== RECORDS FOR PROCESSING ==

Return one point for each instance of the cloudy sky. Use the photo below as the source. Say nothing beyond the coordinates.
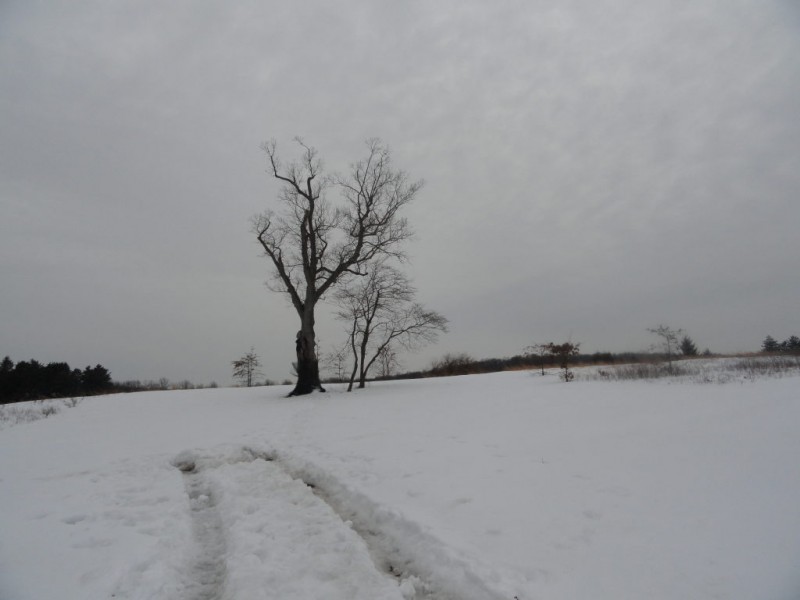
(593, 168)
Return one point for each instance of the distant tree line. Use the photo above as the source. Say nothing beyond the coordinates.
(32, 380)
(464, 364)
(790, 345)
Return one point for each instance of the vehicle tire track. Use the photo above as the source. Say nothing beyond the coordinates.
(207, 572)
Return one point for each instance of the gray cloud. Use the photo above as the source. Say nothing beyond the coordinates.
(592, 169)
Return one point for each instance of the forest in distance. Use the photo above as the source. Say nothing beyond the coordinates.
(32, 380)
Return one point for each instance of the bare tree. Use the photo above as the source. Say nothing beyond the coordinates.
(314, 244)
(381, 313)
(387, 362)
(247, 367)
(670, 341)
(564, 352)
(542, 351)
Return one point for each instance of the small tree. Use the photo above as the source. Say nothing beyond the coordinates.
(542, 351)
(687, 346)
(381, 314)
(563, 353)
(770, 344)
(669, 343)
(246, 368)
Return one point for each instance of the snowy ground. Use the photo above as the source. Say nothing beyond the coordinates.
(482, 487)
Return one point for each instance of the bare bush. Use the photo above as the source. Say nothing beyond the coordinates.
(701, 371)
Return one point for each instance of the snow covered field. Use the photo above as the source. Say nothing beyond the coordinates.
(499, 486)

== WHAT THE TASK REQUIRES ==
A complete and exact copy of the records is required. Exclude the pictures.

== TASK ANSWER ==
Return one point for each instance of the cloudy sky. Use the photo below as the source. Say nothing beyond the coordinates.
(593, 168)
Return one point for each instance of the distant tree line. Use the photo above as the source. Say nothing beyond the coordinates.
(32, 380)
(464, 364)
(790, 345)
Return one point for each instance of the vehicle tire track. Use the photo above as the source. Say nothing beyond the coordinates.
(207, 572)
Return one point for each instance of the gray cloud. Use the photo above as the source. Say nothing beyond the coordinates.
(592, 169)
Return one point for each instance of the forest in distance. Use the photo above as the source. Say nothing beyond the coordinates.
(32, 380)
Return one point for each instance of the bare tree. Use the photo above as the source. Say nothing beyond the coordinates.
(314, 244)
(381, 313)
(387, 362)
(247, 367)
(670, 341)
(564, 352)
(542, 351)
Return one point for each instance of the small tree. Use the photo above as the source. Say nothing beyond the coordinates.
(542, 351)
(687, 346)
(381, 314)
(563, 353)
(770, 344)
(669, 343)
(246, 368)
Return one point for each instance of the snowy ground. Use the photo above as the source. Say nothing beyond the coordinates.
(482, 487)
Return one point for each instance of the bare bush. Use the photo above as the source. Say nothing beyond the coordinates.
(701, 371)
Return one point for each instance of the snow covered field. Use the photo above as the source. Say nothing beyond the coordinates.
(499, 486)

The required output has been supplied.